▶ **PROBLEM DESCRIPTION**: Locate the line containing "Target: red crab stick piece" in the data below. Reproduce it and every following line up to the end, exactly as given.

▶ **DATA FOR THE TASK**:
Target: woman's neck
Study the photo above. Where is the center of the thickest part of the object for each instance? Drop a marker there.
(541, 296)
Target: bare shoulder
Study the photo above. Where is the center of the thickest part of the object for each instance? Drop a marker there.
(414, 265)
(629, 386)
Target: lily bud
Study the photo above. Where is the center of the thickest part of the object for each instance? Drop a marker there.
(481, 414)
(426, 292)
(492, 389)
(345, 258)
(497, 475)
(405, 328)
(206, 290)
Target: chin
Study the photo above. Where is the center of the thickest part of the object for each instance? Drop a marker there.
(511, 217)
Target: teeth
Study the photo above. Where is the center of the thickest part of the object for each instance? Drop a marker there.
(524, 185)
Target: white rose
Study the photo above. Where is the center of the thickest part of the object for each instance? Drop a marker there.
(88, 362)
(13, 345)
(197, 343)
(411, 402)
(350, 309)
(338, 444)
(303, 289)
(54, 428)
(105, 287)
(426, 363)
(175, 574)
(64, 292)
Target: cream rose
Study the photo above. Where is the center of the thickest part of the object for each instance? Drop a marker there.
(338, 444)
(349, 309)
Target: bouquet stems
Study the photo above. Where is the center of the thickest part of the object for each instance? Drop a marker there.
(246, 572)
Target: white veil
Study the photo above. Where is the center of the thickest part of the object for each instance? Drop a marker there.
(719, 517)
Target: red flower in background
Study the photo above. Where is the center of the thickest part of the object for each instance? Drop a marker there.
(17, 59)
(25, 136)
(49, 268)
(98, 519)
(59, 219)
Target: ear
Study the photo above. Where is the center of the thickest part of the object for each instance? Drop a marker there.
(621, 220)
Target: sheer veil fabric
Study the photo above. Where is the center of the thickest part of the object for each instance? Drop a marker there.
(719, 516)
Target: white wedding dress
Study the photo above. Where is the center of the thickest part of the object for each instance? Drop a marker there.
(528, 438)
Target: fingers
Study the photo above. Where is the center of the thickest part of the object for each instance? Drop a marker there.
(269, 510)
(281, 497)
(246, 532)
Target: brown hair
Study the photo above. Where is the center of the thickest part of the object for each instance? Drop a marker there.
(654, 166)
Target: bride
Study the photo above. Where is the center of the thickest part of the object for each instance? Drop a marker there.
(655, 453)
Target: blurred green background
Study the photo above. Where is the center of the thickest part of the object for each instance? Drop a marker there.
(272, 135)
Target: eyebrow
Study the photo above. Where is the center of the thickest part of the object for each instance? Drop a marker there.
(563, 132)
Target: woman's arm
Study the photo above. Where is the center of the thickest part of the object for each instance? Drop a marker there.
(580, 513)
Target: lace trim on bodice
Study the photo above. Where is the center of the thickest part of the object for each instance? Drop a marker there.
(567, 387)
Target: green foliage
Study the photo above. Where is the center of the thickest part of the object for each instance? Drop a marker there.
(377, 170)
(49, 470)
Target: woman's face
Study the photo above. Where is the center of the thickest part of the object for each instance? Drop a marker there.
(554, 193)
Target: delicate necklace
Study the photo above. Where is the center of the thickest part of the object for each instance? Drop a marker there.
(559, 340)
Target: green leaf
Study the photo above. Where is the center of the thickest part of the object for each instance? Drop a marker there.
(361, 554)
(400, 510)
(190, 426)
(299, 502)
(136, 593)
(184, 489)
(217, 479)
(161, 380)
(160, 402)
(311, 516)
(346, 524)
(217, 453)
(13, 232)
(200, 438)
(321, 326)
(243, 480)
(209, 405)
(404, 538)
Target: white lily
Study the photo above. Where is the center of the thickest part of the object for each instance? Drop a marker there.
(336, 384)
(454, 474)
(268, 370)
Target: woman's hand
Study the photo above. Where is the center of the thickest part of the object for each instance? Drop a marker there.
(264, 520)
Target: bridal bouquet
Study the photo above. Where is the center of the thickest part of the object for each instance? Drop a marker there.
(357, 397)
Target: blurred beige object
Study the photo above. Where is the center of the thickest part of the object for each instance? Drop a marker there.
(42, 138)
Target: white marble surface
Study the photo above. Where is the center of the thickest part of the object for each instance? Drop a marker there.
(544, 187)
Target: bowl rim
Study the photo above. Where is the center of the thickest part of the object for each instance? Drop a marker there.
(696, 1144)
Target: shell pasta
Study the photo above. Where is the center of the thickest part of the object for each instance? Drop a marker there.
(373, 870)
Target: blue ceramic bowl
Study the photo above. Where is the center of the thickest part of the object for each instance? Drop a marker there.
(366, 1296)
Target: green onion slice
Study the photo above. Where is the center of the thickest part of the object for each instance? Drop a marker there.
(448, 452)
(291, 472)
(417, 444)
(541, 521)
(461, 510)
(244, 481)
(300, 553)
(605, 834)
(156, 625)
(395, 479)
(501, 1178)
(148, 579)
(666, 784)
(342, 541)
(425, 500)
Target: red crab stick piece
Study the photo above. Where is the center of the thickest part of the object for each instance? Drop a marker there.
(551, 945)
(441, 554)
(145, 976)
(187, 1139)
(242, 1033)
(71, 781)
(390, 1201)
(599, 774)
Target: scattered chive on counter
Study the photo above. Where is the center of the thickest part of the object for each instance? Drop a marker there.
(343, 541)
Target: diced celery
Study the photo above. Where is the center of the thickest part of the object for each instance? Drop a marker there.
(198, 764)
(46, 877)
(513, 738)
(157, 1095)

▶ **EXERCISE RESULT**:
Target: red crab stick piece
Study the photo above. Where is the center of the thickest part of the object for each instance? Drop a marker there.
(551, 945)
(441, 554)
(145, 976)
(187, 1139)
(242, 1033)
(71, 781)
(390, 1201)
(599, 774)
Target: scattered chive on counter
Study the photo above. Where is the center of the thickest part of the object for each instance? Drop a marker there.
(343, 541)
Target: diced celery
Study the photo above. Where is the center of the thickest part of the object for each instance? Drop a marker there.
(198, 764)
(46, 877)
(513, 738)
(157, 1095)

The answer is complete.